**ARTÍCULO:**
▶

Costa Rica vive una vergonzosa situación de hacinamiento carcelario, impropia de un país que se precia de ser respetuoso de los derechos humanos.
Nuestro sistema de justicia penal está al borde del colapso; las cárceles y las celdas judiciales están saturadas, al punto que el OIJ anunció que deberán «dosificar» sus operativos. Mientras tanto, autoridades del Poder Judicial y del Ministerio de Justicia se lanzan mutuas recriminaciones, se echan unos a otros las culpas y evaden toda responsabilidad.
La ministra de Justicia denunció que disponen de 300 espacios en San Sebastián, pero los jueces no autorizan el uso. Por su parte, el presidente de la Corte y la presidenta de la Sala Tercera dieron una conferencia de prensa donde responsabilizaron al Ministerio de Justicia por la crisis.
Sin embargo, el Estado costarricense, que es uno solo, tiene la obligación ineludible de asegurar el respeto de los derechos humanos de todos sus ciudadanos, incluyendo a aquellos que se encuentran privados de libertad.
Lo que sucede debería generar una reflexión seria y profunda, no ya sobre el hacinamiento carcelario, que se resuelve con la creación de más centros de reclusión, sino sobre nuestro sistema de justicia penal y de ejecución de la pena.
En nuestro país difícilmente puede sostenerse que la pena de prisión resocializa. Esa resocialización es un engaño, una manera de aliviar nuestra conciencia colectiva asignándole nobles fines a la sanción penal.
Lejos de resocializar, las cárceles se han convertido en verdaderas escuelas del crimen, donde existen redes organizadas que se dedican a sofisticadas formas de delincuencia, como las estafas informáticas y telefónicas.
A pesar de tan evidente fracaso, nadie se atreve a proponer nuevas políticas criminales, a repensar las formas de prevenir y de combatir el fenómeno delictivo. Hacer lo correcto a menudo es difícil e impopular. Y los políticos se horrorizan ante la impopularidad.

◀

**LISTADO PROPORCIONADO:**
▶

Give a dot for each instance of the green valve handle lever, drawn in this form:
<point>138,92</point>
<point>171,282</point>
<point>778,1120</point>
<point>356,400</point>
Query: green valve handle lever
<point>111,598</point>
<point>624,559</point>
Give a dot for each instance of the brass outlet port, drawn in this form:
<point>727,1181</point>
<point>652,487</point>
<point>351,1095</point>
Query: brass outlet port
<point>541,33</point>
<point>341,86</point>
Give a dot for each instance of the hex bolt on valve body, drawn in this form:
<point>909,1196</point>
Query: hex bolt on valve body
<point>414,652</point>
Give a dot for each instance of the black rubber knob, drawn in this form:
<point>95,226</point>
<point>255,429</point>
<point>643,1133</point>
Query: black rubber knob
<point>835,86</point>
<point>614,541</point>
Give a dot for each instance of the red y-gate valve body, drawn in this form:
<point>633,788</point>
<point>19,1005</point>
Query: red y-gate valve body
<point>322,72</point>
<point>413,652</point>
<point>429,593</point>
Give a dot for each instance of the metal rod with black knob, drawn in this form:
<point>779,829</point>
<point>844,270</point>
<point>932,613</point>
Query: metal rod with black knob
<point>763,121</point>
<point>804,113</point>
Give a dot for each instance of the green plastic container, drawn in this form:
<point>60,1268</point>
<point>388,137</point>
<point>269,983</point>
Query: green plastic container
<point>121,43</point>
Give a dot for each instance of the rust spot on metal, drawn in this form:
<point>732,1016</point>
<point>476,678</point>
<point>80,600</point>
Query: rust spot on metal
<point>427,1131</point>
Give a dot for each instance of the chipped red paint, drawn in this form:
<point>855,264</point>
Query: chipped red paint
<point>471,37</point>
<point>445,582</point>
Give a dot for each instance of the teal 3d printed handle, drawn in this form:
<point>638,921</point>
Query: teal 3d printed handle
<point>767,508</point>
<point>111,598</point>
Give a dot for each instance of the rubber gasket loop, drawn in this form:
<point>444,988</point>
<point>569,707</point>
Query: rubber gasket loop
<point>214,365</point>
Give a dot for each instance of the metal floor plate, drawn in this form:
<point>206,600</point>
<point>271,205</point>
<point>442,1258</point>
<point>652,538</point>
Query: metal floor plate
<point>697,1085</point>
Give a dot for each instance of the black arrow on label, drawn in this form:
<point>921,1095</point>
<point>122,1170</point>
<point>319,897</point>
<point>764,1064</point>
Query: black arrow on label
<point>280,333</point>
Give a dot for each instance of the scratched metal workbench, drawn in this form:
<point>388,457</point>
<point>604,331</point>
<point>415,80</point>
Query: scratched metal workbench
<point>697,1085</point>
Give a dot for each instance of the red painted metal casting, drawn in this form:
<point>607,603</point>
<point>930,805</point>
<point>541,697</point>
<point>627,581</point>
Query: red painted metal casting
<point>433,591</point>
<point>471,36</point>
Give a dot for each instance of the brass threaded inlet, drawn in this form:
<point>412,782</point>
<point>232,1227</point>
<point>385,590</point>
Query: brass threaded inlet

◀

**TAREAS A REALIZAR:**
• a. Cambia «workbench» por «bench» en el tramo del listado que empieza en la línea que contiene «Give a dot for each instance of the black arrow» y termina al final del listado, ambos extremos incluidos. Reproduce únicamente esas líneas y deja todo lo demás igual.
• b. Sigue escribiendo el artículo sobre el hacinamiento carcelario en Costa Rica a partir de su última oración.

**RESULTADOS DEL EJERCICIO:**
• a.
Give a dot for each instance of the black arrow on label, drawn in this form:
<point>921,1095</point>
<point>122,1170</point>
<point>319,897</point>
<point>764,1064</point>
Query: black arrow on label
<point>280,333</point>
Give a dot for each instance of the scratched metal bench, drawn in this form:
<point>388,457</point>
<point>604,331</point>
<point>415,80</point>
Query: scratched metal bench
<point>697,1085</point>
Give a dot for each instance of the red painted metal casting, drawn in this form:
<point>607,603</point>
<point>930,805</point>
<point>541,697</point>
<point>627,581</point>
Query: red painted metal casting
<point>433,591</point>
<point>471,36</point>
Give a dot for each instance of the brass threaded inlet, drawn in this form:
<point>412,782</point>
<point>232,1227</point>
<point>385,590</point>
Query: brass threaded inlet

• b.
En medio de este panorama tan deprimente y angustiante, todavía hay espacio para lo tragicómico. Una jueza de ejecución de la pena, encargada de conocer y resolver un «incidente de hacinamiento carcelario», consideró oportuno prohibir a las autoridades penitenciarias que emitieran «manifestaciones, consideraciones u opiniones que pongan en entredicho» los principios de imparcialidad e independencia del Poder Judicial.
¿Conocerá la jueza la Convención Americana sobre Derechos Humanos, según la cual es prohibida toda forma de censura previa?
Pero el sainete no acabó ahí. La ministra de Justicia emitió un comunicado de prensa en el que desnaturalizó los alcances de lo resuelto y afirmó que la orden judicial le impedía «referirse a temas penitenciarios», y al mismo tiempo anunció su intención de acatar lo dispuesto.
La resolución, sin embargo, no dice tal cosa. Peor aún, la ministra decidió inicialmente plegarse a la ilegal orden, en lugar de combatirla y apelarla.
Un día después, ante las justas críticas que recibieron, ambas protagonistas intentaron enderezar el tiro. La jueza dictó una «aclaración y adición», que más parece un comunicado de prensa, donde defendió lo actuado, muy respetuosa de la libertad de expresión, negó toda forma de censura y aclaró que su orden se emitió «solo para el caso del CAI San José» y por un tiempo «muy corto».
Claramente, ignora la naturaleza y los alcances de la libertad de expresión. En una democracia, no es posible aplicar ningún tipo de censura previa, ni por poco tiempo, ni por un minuto, ni limitado a un espacio reducido, ni a un caso particular.
Por su parte, la ministra de Justicia presentó un recurso de amparo contra lo resuelto, por considerarlo censura previa. Inevitablemente, surge una interrogante: si realmente estimó que se le estaba censurando, ¿por qué anunció públicamente que acataría lo resuelto en lugar de apelar la decisión?
Además, el recurso de amparo no cabe contra resoluciones judiciales, por lo que la vía natural para combatir la ilegal orden de censura es la apelación.
Y así discurren los días, entre la tragedia y la comedia, en esta tierra bendita, donde las decisiones trascendentales se posponen «ad infinitum». ¿Hasta cuándo?
El autor es abogado.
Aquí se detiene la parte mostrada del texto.